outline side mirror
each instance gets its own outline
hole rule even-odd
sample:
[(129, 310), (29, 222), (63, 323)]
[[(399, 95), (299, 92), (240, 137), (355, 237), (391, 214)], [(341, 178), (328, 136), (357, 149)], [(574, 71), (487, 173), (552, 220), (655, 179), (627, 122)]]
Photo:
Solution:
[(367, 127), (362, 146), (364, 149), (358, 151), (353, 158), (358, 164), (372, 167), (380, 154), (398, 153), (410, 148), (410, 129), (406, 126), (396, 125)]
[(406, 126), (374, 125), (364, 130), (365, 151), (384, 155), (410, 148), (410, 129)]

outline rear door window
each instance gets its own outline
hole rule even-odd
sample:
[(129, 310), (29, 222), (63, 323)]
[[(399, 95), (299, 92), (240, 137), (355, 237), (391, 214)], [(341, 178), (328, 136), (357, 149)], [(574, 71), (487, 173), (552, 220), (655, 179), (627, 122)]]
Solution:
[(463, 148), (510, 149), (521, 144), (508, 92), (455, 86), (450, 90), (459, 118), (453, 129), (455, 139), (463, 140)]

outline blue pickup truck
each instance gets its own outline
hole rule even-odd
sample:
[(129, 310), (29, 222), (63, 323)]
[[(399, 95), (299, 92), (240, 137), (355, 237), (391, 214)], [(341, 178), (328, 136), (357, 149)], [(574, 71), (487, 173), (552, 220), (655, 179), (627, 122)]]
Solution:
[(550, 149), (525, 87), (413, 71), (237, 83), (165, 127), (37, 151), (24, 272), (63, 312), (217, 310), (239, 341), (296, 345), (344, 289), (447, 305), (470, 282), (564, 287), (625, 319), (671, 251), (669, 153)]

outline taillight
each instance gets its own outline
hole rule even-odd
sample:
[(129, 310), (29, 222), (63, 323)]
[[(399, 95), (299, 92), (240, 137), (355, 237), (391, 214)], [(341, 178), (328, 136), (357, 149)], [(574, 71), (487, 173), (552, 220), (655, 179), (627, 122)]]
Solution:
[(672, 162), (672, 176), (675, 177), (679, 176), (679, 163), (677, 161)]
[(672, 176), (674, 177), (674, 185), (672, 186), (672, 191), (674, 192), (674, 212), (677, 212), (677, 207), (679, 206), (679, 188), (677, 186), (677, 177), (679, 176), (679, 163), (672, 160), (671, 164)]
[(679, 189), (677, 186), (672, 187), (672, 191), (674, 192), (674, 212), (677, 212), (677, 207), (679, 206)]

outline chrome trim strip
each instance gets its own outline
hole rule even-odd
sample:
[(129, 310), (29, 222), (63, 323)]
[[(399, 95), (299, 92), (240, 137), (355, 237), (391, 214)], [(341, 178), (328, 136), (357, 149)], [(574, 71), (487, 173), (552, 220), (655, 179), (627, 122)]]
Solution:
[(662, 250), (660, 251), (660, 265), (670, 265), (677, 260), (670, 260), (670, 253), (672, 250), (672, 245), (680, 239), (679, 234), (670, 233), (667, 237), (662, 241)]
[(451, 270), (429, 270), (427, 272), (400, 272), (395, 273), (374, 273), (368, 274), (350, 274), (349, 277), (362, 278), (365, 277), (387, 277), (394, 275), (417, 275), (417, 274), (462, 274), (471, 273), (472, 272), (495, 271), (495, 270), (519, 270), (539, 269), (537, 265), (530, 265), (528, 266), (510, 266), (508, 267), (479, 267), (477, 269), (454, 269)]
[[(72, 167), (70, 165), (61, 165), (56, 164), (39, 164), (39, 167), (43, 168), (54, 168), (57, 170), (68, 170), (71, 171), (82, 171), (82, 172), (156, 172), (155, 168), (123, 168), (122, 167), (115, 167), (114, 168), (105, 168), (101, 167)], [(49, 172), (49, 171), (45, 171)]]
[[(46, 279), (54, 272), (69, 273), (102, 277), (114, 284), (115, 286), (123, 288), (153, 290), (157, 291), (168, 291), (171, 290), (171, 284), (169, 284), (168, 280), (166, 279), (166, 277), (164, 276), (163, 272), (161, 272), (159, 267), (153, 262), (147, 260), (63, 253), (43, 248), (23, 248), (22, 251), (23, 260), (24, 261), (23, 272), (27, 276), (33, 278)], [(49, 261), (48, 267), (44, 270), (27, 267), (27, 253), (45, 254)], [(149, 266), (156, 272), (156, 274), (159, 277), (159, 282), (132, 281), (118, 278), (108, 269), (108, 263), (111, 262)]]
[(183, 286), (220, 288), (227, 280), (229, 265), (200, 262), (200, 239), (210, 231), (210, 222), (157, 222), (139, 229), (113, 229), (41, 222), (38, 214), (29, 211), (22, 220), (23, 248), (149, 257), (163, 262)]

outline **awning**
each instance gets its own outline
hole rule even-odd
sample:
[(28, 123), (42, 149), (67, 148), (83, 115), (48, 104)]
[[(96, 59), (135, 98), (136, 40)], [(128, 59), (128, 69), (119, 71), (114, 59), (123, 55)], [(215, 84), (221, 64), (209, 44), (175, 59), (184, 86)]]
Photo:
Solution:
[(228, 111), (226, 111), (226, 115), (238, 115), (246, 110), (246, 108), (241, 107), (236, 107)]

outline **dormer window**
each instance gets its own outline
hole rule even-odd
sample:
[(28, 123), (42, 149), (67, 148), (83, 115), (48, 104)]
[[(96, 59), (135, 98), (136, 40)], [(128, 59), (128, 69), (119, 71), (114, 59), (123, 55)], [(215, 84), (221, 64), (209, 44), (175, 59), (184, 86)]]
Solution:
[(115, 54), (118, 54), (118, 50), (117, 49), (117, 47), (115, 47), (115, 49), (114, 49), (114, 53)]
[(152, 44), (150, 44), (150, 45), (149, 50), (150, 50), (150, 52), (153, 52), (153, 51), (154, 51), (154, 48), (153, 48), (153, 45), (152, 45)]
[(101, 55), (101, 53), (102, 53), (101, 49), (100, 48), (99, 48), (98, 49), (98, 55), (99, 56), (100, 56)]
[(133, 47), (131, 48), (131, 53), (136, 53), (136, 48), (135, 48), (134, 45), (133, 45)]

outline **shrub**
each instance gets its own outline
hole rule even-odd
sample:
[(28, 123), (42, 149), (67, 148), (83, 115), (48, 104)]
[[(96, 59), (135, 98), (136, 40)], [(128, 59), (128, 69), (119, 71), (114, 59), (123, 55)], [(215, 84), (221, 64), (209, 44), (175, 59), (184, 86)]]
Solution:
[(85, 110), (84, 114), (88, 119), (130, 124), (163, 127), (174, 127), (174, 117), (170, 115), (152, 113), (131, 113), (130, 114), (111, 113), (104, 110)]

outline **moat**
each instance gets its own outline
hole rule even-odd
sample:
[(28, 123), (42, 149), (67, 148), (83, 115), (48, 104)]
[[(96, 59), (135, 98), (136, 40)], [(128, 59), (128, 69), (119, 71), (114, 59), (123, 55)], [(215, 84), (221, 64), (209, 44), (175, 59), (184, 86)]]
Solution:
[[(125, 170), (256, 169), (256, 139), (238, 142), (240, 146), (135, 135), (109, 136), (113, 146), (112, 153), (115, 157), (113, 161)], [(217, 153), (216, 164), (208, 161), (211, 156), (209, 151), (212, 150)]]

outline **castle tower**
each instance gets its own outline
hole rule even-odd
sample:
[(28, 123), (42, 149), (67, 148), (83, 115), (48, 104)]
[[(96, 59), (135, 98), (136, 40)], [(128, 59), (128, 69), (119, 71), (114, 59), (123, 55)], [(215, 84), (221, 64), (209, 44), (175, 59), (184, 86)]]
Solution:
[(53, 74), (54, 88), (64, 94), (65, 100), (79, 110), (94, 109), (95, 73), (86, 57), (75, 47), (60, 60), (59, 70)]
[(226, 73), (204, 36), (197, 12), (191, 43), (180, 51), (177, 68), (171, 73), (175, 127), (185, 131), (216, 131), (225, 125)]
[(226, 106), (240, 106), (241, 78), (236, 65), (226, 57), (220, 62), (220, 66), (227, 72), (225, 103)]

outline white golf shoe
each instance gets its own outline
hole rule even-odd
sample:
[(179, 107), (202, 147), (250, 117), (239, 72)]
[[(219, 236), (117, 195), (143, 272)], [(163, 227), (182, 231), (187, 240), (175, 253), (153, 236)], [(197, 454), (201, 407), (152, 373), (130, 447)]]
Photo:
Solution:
========================
## [SET TASK]
Copy out the lines starting with the line with "outline **shrub**" and going on through the line with "113), (104, 110)]", substituting "nonzero" for "even-odd" and keeping everything else the same.

## [SOLUTION TO THIS PROBLEM]
outline **shrub**
each instance gets its own outline
hole rule nonzero
sample:
[(28, 123), (42, 149), (67, 148), (83, 115), (48, 104)]
[[(96, 59), (135, 98), (136, 40)], [(128, 59), (128, 69), (119, 71), (114, 59), (123, 55)], [(215, 84), (221, 64), (209, 44), (175, 59), (184, 86)]]
Solution:
[(85, 110), (84, 114), (88, 119), (130, 124), (163, 127), (174, 127), (174, 117), (170, 115), (152, 113), (131, 113), (130, 114), (111, 113), (104, 110)]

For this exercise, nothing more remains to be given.